Exercise data

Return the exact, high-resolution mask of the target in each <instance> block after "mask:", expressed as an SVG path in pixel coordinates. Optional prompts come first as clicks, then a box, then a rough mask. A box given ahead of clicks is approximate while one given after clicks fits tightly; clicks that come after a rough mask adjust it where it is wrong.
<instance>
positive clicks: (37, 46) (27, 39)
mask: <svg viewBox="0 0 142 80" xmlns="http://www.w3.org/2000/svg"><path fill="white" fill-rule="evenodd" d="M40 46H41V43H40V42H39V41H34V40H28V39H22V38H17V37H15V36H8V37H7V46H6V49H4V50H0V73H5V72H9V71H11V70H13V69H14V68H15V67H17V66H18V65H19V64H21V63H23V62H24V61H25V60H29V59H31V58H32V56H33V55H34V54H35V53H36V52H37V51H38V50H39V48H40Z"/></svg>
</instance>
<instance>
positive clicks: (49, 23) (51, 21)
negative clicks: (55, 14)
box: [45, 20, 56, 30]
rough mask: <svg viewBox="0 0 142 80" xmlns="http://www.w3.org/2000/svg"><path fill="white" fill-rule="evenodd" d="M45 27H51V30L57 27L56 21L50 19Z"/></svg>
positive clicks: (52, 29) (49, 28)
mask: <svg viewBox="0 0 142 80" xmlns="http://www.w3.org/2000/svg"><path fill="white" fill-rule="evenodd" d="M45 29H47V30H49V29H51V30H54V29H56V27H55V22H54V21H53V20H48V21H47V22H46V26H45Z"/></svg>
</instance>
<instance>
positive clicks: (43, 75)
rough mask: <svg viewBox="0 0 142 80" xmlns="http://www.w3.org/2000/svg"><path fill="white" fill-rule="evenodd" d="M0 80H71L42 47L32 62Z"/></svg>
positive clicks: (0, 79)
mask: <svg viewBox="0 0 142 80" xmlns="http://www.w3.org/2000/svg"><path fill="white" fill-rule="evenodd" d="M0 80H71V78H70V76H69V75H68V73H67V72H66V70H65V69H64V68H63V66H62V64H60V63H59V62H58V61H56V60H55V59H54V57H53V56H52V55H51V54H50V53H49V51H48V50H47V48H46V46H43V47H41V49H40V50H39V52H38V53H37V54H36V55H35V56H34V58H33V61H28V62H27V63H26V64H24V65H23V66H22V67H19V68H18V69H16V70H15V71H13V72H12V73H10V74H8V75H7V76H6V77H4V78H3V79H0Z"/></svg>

Exercise aim
The entries listed above are to be output exactly. Leave none out.

Your solution
Return the exact, high-resolution mask of the target in each <instance> block after "mask:", expressed as an SVG path in pixel coordinates. Optional prompts come first as clicks, then a box, then a rough mask. A box given ahead of clicks is approximate while one given after clicks fits tightly; clicks that come after a rough mask adjust it where it is wrong.
<instance>
positive clicks: (37, 46) (27, 39)
mask: <svg viewBox="0 0 142 80" xmlns="http://www.w3.org/2000/svg"><path fill="white" fill-rule="evenodd" d="M40 46H41V43H40V42H39V41H34V40H28V39H22V38H17V37H15V36H8V37H7V46H6V49H4V50H0V73H5V72H9V71H11V70H13V69H14V68H15V67H17V66H18V65H19V64H21V63H23V62H24V61H25V60H29V59H31V58H32V56H33V55H34V54H35V53H36V52H37V51H38V50H39V48H40Z"/></svg>
</instance>
<instance>
positive clicks: (49, 23) (51, 21)
negative clicks: (55, 14)
box: [45, 20, 56, 30]
rough mask: <svg viewBox="0 0 142 80" xmlns="http://www.w3.org/2000/svg"><path fill="white" fill-rule="evenodd" d="M45 27H51V30L57 27L56 21L50 19Z"/></svg>
positive clicks: (52, 29) (49, 28)
mask: <svg viewBox="0 0 142 80" xmlns="http://www.w3.org/2000/svg"><path fill="white" fill-rule="evenodd" d="M45 29H47V30H49V29H51V30H54V29H56V27H55V22H54V21H53V20H48V21H47V22H46V26H45Z"/></svg>
</instance>
<instance>
positive clicks: (43, 75)
rough mask: <svg viewBox="0 0 142 80" xmlns="http://www.w3.org/2000/svg"><path fill="white" fill-rule="evenodd" d="M0 80H71L42 47L32 62Z"/></svg>
positive clicks: (0, 79)
mask: <svg viewBox="0 0 142 80" xmlns="http://www.w3.org/2000/svg"><path fill="white" fill-rule="evenodd" d="M0 80H71V78H70V76H69V75H68V73H67V72H66V70H65V69H64V68H63V66H62V64H60V63H59V62H58V61H56V60H55V59H54V57H53V56H52V55H51V54H50V53H49V51H48V50H47V48H46V46H43V47H41V49H40V50H39V52H38V53H37V54H36V55H35V56H34V58H33V61H28V62H27V63H26V64H24V65H23V66H22V67H19V68H18V69H16V70H15V71H13V72H12V73H10V74H8V75H7V76H6V77H4V78H3V79H0Z"/></svg>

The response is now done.